*Available data*:

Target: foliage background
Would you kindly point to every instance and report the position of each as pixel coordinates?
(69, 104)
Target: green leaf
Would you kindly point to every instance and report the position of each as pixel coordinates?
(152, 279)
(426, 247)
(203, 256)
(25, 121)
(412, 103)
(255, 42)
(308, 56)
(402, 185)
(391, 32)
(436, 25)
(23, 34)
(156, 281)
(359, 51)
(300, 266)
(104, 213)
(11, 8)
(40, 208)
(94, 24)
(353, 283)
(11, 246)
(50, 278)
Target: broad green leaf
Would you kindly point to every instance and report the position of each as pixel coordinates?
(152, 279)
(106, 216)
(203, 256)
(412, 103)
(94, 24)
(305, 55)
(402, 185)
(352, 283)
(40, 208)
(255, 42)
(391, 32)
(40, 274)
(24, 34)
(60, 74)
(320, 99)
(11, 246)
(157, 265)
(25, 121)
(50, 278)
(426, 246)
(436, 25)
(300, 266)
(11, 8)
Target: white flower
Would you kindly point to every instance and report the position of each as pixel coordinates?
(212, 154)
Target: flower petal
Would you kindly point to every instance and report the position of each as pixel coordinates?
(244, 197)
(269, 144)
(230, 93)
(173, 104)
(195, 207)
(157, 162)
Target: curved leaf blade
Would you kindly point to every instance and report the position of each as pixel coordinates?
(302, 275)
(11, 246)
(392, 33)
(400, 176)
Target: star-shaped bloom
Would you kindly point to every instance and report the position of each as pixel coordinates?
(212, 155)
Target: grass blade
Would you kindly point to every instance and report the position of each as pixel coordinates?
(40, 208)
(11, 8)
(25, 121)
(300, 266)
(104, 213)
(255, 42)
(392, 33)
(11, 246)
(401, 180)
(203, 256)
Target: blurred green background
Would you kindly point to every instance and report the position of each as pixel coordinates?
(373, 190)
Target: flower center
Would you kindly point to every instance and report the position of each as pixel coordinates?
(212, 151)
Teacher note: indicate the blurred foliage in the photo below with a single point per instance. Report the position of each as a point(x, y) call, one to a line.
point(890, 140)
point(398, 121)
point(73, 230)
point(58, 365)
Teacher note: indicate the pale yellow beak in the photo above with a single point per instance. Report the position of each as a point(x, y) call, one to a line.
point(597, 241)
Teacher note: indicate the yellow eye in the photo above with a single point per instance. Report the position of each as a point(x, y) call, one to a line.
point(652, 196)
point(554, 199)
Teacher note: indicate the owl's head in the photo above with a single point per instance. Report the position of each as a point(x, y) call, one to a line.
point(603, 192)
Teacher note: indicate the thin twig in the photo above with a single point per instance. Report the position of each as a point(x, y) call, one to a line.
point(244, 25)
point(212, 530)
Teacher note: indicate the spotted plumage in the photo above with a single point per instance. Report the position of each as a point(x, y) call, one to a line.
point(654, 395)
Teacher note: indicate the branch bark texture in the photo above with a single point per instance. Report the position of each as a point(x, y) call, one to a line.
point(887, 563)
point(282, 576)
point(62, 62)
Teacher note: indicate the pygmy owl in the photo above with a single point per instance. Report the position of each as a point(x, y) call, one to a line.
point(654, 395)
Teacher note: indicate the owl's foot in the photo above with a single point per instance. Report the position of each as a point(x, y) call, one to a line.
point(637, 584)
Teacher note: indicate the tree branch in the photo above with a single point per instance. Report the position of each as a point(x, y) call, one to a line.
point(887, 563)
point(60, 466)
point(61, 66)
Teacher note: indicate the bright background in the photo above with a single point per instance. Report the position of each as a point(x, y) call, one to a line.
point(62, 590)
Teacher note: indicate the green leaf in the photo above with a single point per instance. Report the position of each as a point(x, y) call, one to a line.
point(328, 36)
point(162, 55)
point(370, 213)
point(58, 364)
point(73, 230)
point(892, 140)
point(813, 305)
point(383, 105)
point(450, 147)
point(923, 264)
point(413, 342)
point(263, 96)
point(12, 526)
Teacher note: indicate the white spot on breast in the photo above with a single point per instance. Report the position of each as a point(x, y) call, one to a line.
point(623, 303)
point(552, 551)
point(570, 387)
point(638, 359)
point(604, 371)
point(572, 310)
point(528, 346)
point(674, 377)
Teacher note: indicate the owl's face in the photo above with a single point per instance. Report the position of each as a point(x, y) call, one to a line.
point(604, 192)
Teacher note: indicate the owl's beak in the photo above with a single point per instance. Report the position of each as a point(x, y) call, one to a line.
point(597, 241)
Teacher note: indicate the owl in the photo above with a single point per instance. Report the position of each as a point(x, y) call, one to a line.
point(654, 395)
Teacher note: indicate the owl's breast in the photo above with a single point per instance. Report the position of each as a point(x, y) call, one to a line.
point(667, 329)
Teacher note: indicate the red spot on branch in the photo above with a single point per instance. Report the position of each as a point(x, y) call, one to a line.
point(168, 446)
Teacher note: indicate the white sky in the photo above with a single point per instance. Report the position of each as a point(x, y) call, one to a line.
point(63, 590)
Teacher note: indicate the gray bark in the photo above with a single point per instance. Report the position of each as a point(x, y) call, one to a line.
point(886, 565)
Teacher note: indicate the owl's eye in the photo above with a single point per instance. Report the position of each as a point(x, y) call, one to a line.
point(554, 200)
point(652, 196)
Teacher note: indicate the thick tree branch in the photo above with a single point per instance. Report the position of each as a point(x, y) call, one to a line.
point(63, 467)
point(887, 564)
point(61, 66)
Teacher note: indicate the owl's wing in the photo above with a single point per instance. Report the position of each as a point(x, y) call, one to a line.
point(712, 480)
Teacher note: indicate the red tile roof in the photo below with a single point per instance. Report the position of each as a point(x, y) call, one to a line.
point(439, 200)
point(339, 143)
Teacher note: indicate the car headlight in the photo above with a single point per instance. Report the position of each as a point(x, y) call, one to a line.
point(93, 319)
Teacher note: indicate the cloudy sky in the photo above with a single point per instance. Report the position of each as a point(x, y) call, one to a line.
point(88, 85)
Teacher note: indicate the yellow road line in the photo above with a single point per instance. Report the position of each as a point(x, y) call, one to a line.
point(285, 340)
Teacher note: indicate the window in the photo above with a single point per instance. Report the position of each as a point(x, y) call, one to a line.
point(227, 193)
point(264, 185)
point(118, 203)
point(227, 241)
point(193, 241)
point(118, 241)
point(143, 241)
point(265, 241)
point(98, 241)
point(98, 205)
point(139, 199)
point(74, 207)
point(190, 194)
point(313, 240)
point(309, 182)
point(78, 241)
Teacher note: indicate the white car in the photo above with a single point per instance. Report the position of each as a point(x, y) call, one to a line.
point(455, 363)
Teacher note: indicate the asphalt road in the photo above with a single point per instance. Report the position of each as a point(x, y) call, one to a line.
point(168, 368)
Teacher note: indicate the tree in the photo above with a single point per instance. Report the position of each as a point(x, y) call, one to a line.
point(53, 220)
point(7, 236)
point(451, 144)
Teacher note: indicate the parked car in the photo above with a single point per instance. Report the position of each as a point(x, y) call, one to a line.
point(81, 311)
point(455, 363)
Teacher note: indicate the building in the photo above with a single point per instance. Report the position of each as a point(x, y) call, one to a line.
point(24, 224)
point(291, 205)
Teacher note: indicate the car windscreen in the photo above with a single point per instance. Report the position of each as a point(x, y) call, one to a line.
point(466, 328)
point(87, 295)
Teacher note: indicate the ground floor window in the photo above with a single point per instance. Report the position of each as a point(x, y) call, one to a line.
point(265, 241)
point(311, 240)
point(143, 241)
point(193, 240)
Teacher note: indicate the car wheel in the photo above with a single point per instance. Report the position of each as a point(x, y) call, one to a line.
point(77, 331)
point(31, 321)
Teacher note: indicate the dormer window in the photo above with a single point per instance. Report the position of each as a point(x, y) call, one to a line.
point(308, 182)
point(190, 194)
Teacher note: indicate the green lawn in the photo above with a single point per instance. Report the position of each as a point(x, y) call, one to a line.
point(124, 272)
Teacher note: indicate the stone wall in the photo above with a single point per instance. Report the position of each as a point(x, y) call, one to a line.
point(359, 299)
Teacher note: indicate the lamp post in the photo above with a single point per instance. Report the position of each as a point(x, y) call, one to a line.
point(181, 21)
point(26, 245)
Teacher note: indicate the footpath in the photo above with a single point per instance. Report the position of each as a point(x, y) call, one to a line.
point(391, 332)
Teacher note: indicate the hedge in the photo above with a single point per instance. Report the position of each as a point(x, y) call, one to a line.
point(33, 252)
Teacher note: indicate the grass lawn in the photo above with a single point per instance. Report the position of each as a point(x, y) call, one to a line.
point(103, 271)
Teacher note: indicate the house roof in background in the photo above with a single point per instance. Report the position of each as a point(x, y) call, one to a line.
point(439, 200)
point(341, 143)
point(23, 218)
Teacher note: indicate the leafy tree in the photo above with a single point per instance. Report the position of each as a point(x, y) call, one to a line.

*Instructions for the task*: Copy the lines above word for word, starting with the line containing "Teacher note: indicate the cloudy" and ending with the line containing "point(451, 144)", both included.

*Answer to the task*:
Teacher note: indicate the cloudy sky in the photo above with a single point per instance. Report the position of each as a point(x, y) call, one to a line.
point(88, 85)
Teacher note: indicate the yellow road line in the photo above with a single point per instance. Report the position of each as a point(x, y) call, one to a line.
point(285, 340)
Teacher note: indicate the window in the photo above with a single point per instance. Report the position of each as a point(x, y) call, one to a line.
point(227, 193)
point(264, 185)
point(118, 203)
point(227, 241)
point(193, 241)
point(118, 241)
point(143, 241)
point(265, 241)
point(98, 241)
point(98, 205)
point(139, 199)
point(74, 207)
point(190, 194)
point(313, 240)
point(309, 182)
point(78, 241)
Teacher note: indicate the white car in the photo above with a single point per instance. Report the position of each as a point(x, y) call, one to a line.
point(455, 363)
Teacher note: indicate the asphalt road in the photo above with a single point per instance. Report the position of each as a point(x, y) call, one to a line.
point(168, 368)
Teacher note: indicate the tree in the photo above with a single point per instance. Report the position of each as a point(x, y) call, one to a line.
point(53, 220)
point(7, 236)
point(451, 144)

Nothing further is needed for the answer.